## DIRECTIONS:
Beginning at the line that contains "Could you point out the bicycle tire", return every remaining line of the data below exactly; return nothing before it.

## ENTRIES SUPPLIED:

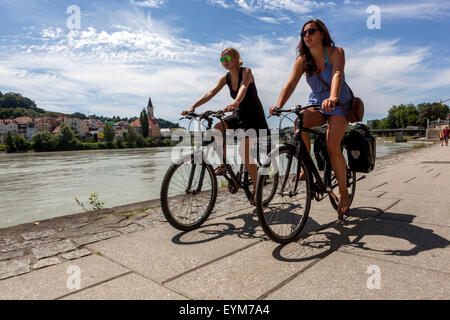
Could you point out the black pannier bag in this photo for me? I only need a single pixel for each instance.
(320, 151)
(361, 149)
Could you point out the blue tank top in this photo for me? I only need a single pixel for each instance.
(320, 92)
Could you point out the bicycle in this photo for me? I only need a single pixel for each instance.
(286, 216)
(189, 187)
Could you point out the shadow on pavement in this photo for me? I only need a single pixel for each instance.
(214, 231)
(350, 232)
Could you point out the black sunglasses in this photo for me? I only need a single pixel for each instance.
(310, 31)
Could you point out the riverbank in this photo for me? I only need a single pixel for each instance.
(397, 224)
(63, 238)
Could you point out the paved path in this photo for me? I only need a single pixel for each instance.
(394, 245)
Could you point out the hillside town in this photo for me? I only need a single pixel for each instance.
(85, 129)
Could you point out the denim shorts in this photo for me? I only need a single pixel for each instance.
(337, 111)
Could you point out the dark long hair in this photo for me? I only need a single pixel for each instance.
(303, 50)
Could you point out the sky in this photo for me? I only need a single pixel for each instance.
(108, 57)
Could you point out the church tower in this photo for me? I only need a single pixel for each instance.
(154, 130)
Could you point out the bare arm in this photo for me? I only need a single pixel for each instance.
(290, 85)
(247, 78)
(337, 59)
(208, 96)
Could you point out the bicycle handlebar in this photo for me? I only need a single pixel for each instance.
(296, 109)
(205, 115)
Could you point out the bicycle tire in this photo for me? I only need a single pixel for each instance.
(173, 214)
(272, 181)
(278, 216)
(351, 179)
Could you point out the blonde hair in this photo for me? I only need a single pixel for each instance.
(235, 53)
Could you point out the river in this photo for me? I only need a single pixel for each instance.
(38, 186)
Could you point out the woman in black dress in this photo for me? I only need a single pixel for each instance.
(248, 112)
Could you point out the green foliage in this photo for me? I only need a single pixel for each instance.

## RESULT FOR THIS EXERCISE:
Could you point out the bicycle tire in this photo for me? I only need a single pixel for each instance.
(173, 214)
(272, 181)
(278, 216)
(351, 179)
Could you point out the blonde hair in this photo for me? I only need a single pixel for each instance.
(235, 53)
Could you point out the river in this photo for me? I only need a single pixel for each instance.
(38, 186)
Could you point out the woman in black dress in this photo for me? I only need a single pixel for each instance.
(248, 112)
Could you point out the green foliage in this photo for me? I only need a single pixel for each instance.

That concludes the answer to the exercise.